— Given task 1 —
Rewrite the records as a Markdown table with the columns "Row" and "Record line", starting at the beginning of the records and going on through the line that contains "[1022,0,1225,285]". Give each non-blank line its own row and number the rows in order.

Back to Super Productivity

Operation Log Sync Server: Best Practices Research

docs/sync-and-op-log/background-info/operation-log-best-practises2.md

18.4.416.5 KB
Original Source

Operation Log Sync Server: Best Practices Research

Status: Research Complete Date: December 2, 2025 Purpose: Inform the design of Super Productivity's server sync architecture


Executive Summary

This document synthesizes best practices from industry leaders (Figma, Linear, Replicache) and academic research on operation-based synchronization systems. Key findings inform our architecture decisions for transitioning from file-based to operation-based sync.


1. Architecture Patterns

1.1 Server-Authoritative vs. Peer-to-Peer

PatternUse CaseExamples
Server-authoritativeSingle source of truth neededLinear, Replicache
Peer-to-peerNo central server requiredCRDTs, Local-first
HybridServer for ordering, peers okFigma multiplayer

Recommendation for Super Productivity: Server-authoritative pattern. The server assigns monotonic sequence numbers, providing total ordering while clients handle optimistic updates.

Source: Replicache - How It Works

1.2 Push/Pull Protocol (Replicache Pattern)

The most robust pattern uses separate push and pull phases:

┌─────────┐                    ┌─────────┐
│  Client │                    │  Server │
└────┬────┘                    └────┬────┘
     │                              │
     │  PUSH: mutations[]           │
     │─────────────────────────────►│
     │                              │ Execute mutations
     │                              │ Update lastMutationID
     │                              │
     │  PULL: since cookie          │
     │─────────────────────────────►│
     │                              │
     │  Response: patch, cookie,    │
     │  lastMutationIDChanges       │
     │◄─────────────────────────────│
     │                              │
     │  Rebase local state          │
     │                              │

Key insight: The server re-executes client mutations rather than simply storing them. This allows server-side validation, side effects, and authoritative conflict resolution.

Source: Replicache Push/Pull Reference

1.3 Linear Sync Engine Pattern

Linear uses a transaction-based model with delta broadcasting:

  1. Transactions execute exclusively on the server
  2. Delta packets broadcast to all clients (including originator)
  3. Each action has a sync ID (monotonic sequence)
  4. Transactions are cached in IndexedDB if offline
  5. Automatic retry on reconnection

Key insight: Delta packets may differ from original transactions because the server performs side effects (e.g., generating history, enforcing constraints).

— Record set —
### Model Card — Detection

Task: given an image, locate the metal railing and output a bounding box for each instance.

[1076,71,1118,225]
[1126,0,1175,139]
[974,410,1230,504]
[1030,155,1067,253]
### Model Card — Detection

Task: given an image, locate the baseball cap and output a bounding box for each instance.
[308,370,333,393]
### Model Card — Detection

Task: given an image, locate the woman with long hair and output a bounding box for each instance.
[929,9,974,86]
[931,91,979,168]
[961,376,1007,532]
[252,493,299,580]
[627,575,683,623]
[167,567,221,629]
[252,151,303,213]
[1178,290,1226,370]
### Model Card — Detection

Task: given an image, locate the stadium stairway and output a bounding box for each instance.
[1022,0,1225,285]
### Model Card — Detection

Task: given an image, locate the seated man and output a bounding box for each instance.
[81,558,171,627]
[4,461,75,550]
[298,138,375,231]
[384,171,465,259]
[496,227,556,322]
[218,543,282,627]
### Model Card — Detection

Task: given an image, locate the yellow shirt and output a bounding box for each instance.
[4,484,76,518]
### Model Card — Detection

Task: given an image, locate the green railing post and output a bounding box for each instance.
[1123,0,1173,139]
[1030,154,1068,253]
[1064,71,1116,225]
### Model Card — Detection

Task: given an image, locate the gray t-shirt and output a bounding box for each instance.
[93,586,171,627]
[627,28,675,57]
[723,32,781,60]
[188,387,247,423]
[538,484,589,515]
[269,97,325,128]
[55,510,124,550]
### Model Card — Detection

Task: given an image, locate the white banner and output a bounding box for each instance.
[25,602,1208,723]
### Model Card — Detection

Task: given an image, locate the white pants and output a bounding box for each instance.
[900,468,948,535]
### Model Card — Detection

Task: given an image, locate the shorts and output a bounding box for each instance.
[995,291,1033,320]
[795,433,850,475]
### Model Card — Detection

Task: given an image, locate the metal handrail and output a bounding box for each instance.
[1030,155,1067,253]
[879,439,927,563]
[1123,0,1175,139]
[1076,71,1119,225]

— Given task 2 —
From the sync server research page, copy the passage that begins with "Linear uses a" and runs through "ID (monotonic sequence)".

— Written solution 1 —
| Row | Record line |
|---|---|
| 1 | ### Model Card — Detection |
| 2 | Task: given an image, locate the metal railing and output a bounding box for each instance. |
| 3 | [1076,71,1118,225] |
| 4 | [1126,0,1175,139] |
| 5 | [974,410,1230,504] |
| 6 | [1030,155,1067,253] |
| 7 | ### Model Card — Detection |
| 8 | Task: given an image, locate the baseball cap and output a bounding box for each instance. |
| 9 | [308,370,333,393] |
| 10 | ### Model Card — Detection |
| 11 | Task: given an image, locate the woman with long hair and output a bounding box for each instance. |
| 12 | [929,9,974,86] |
| 13 | [931,91,979,168] |
| 14 | [961,376,1007,532] |
| 15 | [252,493,299,580] |
| 16 | [627,575,683,623] |
| 17 | [167,567,221,629] |
| 18 | [252,151,303,213] |
| 19 | [1178,290,1226,370] |
| 20 | ### Model Card — Detection |
| 21 | Task: given an image, locate the stadium stairway and output a bounding box for each instance. |
| 22 | [1022,0,1225,285] |

— Written solution 2 —
Linear uses a transaction-based model with delta broadcasting:

  1. Transactions execute exclusively on the server
  2. Delta packets broadcast to all clients (including originator)
  3. Each action has a sync ID (monotonic sequence)